* **AIM**
Transcribe the items below without any change, from the line that contains "Tag the shoulder" through the final line of the items, and copy only that span.

* **TASK MATERIAL**
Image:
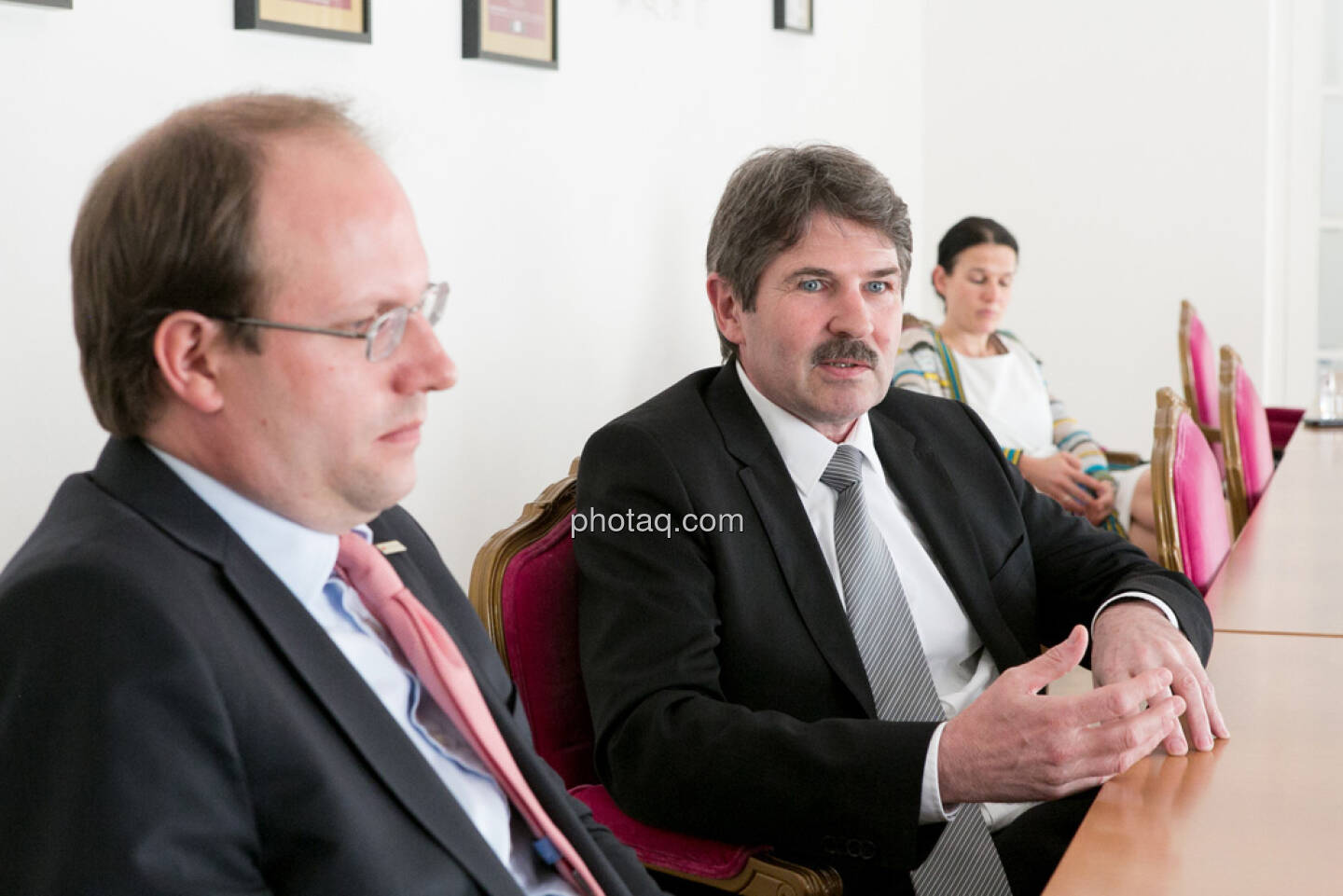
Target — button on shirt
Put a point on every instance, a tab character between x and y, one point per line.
958	661
304	561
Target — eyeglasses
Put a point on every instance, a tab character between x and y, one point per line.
384	335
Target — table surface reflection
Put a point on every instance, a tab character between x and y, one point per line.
1285	572
1263	813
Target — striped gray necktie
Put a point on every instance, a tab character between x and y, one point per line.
964	860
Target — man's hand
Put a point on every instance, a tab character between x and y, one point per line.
1134	637
1061	477
1014	743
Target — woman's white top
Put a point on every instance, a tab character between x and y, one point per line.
1009	393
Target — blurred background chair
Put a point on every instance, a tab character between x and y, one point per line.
1192	527
524	587
1245	438
1199	377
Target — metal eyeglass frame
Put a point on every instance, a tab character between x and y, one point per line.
433	301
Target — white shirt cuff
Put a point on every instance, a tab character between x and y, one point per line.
930	805
1142	595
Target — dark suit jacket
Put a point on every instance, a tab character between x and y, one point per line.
727	691
173	720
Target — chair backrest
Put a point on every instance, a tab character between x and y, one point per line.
1245	439
1192	527
1198	367
524	587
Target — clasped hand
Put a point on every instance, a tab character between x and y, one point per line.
1061	477
1014	743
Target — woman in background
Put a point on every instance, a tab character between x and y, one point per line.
968	359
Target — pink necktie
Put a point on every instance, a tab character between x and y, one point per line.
449	680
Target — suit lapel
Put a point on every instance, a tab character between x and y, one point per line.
131	473
921	481
789	530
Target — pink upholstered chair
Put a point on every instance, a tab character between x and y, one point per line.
1245	438
524	586
1198	371
1193	532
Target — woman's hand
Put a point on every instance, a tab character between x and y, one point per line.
1061	477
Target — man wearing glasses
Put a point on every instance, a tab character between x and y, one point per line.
204	684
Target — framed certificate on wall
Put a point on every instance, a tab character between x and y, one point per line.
510	31
793	15
340	19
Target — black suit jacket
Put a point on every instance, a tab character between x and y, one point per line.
173	720
727	691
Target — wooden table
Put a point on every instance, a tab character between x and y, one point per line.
1285	572
1261	813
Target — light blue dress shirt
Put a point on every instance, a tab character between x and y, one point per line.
304	560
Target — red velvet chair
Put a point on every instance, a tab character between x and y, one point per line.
1245	438
524	586
1198	372
1193	532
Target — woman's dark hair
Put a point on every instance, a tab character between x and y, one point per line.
968	232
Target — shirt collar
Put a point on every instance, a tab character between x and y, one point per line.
806	451
302	559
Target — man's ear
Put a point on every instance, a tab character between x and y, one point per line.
186	348
727	308
939	280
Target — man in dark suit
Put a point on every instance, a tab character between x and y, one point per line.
735	688
189	700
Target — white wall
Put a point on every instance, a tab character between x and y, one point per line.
568	209
1129	148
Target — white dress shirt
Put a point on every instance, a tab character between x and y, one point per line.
304	560
958	661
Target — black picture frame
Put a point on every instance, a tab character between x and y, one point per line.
540	51
263	15
786	19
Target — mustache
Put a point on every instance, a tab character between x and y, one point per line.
845	348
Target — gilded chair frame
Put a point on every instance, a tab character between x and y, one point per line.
1237	494
765	874
1169	410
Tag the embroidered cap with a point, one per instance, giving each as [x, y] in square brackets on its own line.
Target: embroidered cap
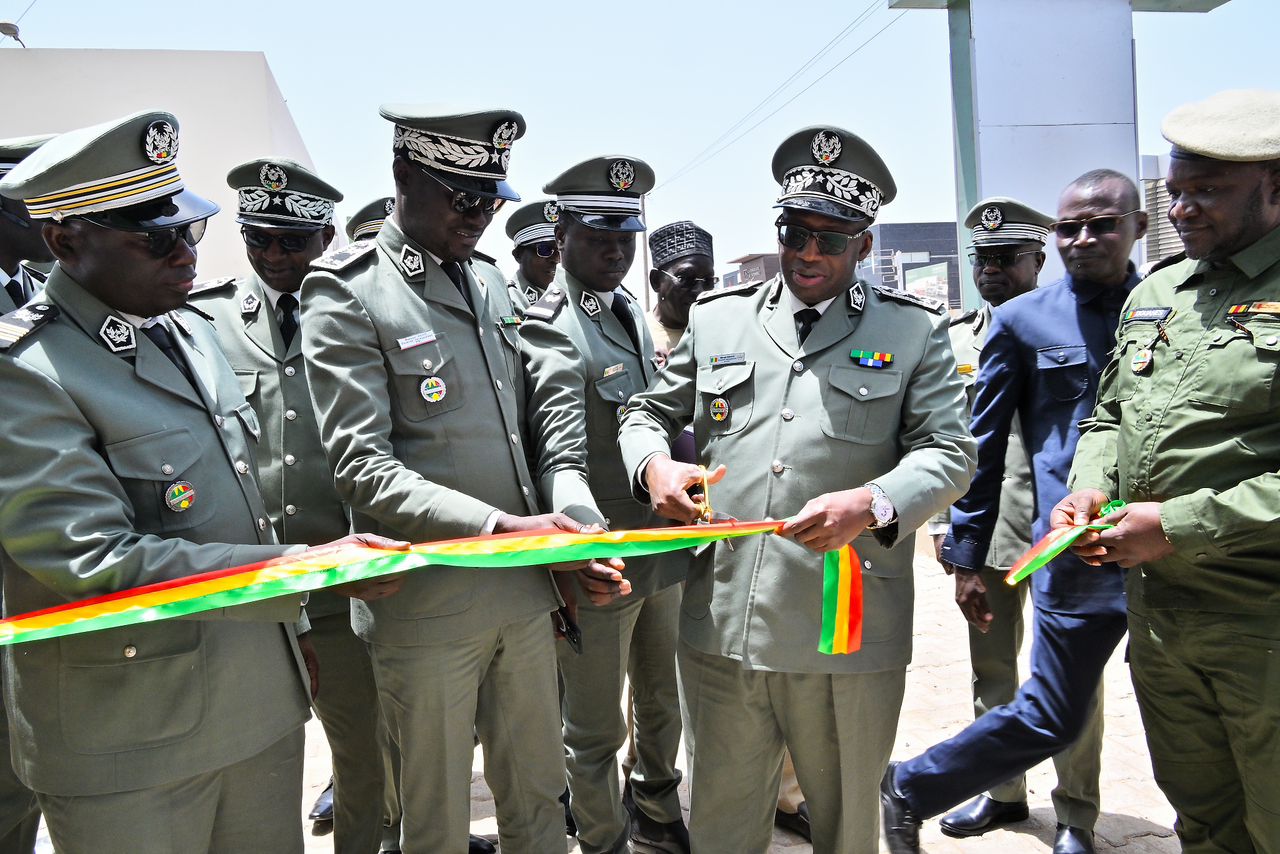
[366, 222]
[534, 223]
[467, 151]
[832, 172]
[1005, 222]
[122, 172]
[604, 192]
[278, 192]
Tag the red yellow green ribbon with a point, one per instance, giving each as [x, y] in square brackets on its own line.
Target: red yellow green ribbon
[841, 602]
[1054, 543]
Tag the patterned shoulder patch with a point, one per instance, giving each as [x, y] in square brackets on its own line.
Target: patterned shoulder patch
[548, 305]
[344, 257]
[21, 323]
[908, 297]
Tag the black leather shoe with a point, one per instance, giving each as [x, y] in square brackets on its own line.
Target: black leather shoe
[796, 822]
[323, 811]
[981, 814]
[1073, 840]
[901, 826]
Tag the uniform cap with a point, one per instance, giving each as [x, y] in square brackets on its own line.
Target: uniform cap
[679, 240]
[1239, 124]
[126, 168]
[604, 192]
[534, 223]
[278, 192]
[832, 172]
[467, 151]
[1004, 222]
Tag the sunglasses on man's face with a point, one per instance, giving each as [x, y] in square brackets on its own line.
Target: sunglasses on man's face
[796, 237]
[1069, 228]
[465, 202]
[256, 238]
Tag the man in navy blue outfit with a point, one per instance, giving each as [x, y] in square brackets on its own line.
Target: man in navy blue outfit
[1041, 364]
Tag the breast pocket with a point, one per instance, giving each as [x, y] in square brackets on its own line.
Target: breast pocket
[863, 405]
[1064, 371]
[159, 479]
[426, 380]
[726, 396]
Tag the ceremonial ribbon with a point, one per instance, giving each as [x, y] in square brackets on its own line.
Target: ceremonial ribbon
[1056, 542]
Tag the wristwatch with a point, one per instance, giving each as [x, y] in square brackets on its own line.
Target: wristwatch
[882, 508]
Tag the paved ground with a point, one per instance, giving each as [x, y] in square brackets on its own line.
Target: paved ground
[1136, 817]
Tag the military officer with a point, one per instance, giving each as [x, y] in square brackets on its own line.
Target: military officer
[1184, 432]
[533, 231]
[414, 356]
[286, 218]
[607, 346]
[804, 387]
[364, 223]
[128, 457]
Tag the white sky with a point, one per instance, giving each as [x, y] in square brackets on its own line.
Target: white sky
[657, 80]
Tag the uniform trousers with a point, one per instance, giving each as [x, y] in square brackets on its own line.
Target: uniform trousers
[498, 684]
[631, 636]
[251, 805]
[1208, 690]
[993, 657]
[347, 707]
[1050, 712]
[840, 729]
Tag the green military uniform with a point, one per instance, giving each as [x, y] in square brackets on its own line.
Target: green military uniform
[791, 421]
[122, 471]
[585, 365]
[1187, 416]
[420, 394]
[297, 484]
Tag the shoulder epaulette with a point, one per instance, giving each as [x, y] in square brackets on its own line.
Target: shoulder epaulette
[548, 305]
[201, 288]
[346, 256]
[908, 297]
[21, 323]
[716, 293]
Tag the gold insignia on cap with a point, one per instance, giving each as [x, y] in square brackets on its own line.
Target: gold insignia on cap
[160, 142]
[826, 146]
[622, 174]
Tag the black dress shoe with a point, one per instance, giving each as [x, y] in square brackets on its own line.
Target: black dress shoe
[796, 822]
[1073, 840]
[981, 814]
[901, 826]
[323, 811]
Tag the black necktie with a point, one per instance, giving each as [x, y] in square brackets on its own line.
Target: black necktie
[161, 338]
[624, 314]
[805, 319]
[288, 307]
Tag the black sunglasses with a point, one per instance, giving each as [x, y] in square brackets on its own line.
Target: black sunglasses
[161, 241]
[465, 202]
[796, 237]
[1068, 228]
[256, 238]
[1000, 260]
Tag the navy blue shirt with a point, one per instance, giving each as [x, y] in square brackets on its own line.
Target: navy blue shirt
[1041, 361]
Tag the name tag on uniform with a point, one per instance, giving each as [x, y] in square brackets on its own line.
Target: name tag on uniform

* **SOLUTION BELOW**
Tag the shoulder epaulette with a point, one per instance, giving each as [x, y] in square brackets on its own line.
Target: shoulder epaulette
[548, 305]
[201, 288]
[346, 256]
[908, 297]
[21, 323]
[716, 293]
Tag the gold insignia on cap with a point, one per instance, giving each as [x, y] in square brackets on its own line.
Target: gold insignia on cap
[160, 142]
[826, 146]
[622, 174]
Tag the black dress shoe with a point, one per instance, giving each as [x, y] in square brackets on its own line.
Target: black dress shoe
[796, 822]
[1073, 840]
[981, 814]
[901, 826]
[323, 811]
Tag the black necktie with a point, one per instance, giving each as [x, y] in square brackets on its own line.
Target: black necktie
[161, 338]
[624, 314]
[805, 319]
[288, 307]
Tag the black sunglasses with a point, one per instance, giving each as [x, y] in square brackets on its own line.
Target: black sunglasses
[161, 241]
[465, 202]
[796, 237]
[1068, 228]
[256, 238]
[1000, 260]
Tag the navy blue shirt with a point, one per instance, giving each as [x, y] in square brackets on its own line.
Target: navy blue shirt
[1041, 361]
Tag the name tag on uniform with a point, one per instance, giving each as [x, y] in square brackets on its own line.
Target: name tag on uniform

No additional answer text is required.